Reproduce each of the items below word for word, keeping every line unchanged.
--- Begin Dataset entries ---
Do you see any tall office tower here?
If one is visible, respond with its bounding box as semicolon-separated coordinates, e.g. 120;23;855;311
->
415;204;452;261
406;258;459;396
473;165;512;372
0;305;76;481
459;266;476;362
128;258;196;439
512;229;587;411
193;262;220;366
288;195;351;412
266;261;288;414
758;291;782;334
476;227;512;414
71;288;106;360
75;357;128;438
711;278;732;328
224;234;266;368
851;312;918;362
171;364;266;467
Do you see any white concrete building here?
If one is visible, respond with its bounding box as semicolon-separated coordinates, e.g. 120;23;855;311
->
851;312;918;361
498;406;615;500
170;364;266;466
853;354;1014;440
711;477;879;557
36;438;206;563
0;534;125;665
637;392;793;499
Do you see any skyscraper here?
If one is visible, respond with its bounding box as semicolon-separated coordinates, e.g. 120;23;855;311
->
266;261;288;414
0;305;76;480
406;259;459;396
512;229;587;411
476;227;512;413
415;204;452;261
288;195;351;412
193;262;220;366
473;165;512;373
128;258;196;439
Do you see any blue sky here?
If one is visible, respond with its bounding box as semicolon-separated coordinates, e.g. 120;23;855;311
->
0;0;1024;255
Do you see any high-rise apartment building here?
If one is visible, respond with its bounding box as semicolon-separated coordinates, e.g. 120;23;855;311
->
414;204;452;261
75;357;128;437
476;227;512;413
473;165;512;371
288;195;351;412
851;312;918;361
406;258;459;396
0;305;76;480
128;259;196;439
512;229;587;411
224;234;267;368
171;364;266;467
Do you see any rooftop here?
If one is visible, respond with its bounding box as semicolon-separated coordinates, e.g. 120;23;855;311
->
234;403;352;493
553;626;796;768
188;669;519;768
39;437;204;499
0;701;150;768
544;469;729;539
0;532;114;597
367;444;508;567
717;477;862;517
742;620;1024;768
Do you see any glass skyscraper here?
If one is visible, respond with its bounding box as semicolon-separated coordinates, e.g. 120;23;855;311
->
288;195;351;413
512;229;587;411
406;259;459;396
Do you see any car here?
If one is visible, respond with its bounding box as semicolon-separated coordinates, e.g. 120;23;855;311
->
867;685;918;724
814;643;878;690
--- End Dataset entries ---
The response:
Do you see any tall office tower here?
If one is visible, respond with its bounding box as semicolon-separated coordinates, e.g. 120;23;855;311
->
415;204;452;261
406;258;459;396
473;165;512;372
0;305;76;481
459;266;476;362
128;258;196;439
512;229;587;411
193;262;220;366
288;195;351;412
266;261;288;414
758;291;782;334
476;227;512;414
71;288;106;360
75;357;128;438
711;278;732;328
224;234;266;368
851;312;918;362
171;364;266;467
Do you see any white concrete building here?
If one is visible, respond with its bounding box as semicolon-separated coordinates, e.g. 120;23;855;311
->
851;312;918;361
498;406;615;500
170;364;266;466
853;354;1014;440
711;477;879;557
36;438;206;563
0;534;125;665
637;392;793;499
Do you see any skyscraper here?
If one is visible, respond with its bounding box as semicolon-separated coordinates, e.g. 120;23;855;311
->
266;261;288;414
0;305;76;480
406;259;459;396
512;229;587;411
476;227;512;413
415;204;452;261
288;195;351;412
193;262;220;366
473;165;512;373
128;258;196;439
Do you see any blue sky here?
If one is visible, respond with its bounding box as semicolon-separated coordinates, e.g. 120;23;855;311
->
0;0;1024;255
Do you see any high-rise apartment building here?
If one is visible, respond with its bounding box as semicolon-separated coordinates, e.g. 120;23;855;311
->
414;204;452;261
75;357;128;437
476;227;512;413
473;165;512;371
288;195;351;412
851;312;918;361
406;258;459;396
0;305;76;480
128;259;196;439
512;229;587;411
224;234;267;368
171;364;266;467
Do you see any rooftop here?
If one is visible, respond with its bounding box as semicolon-separated coordinates, e.g. 120;23;855;311
->
234;403;352;493
553;626;796;768
188;669;519;768
39;437;204;499
0;701;150;768
544;469;729;539
0;532;114;597
367;444;508;567
717;477;862;517
742;620;1024;768
Do you see any glass skyscraper here?
If one is visible, respond with its bounding box as semicolon-separated coordinates, e.g. 120;23;855;311
->
288;195;351;413
512;229;587;411
406;259;459;396
Do you see any car here?
If one is visible, respond with its bounding box as semicolon-separated coordinates, e.g. 120;23;855;311
->
867;685;918;724
814;643;878;690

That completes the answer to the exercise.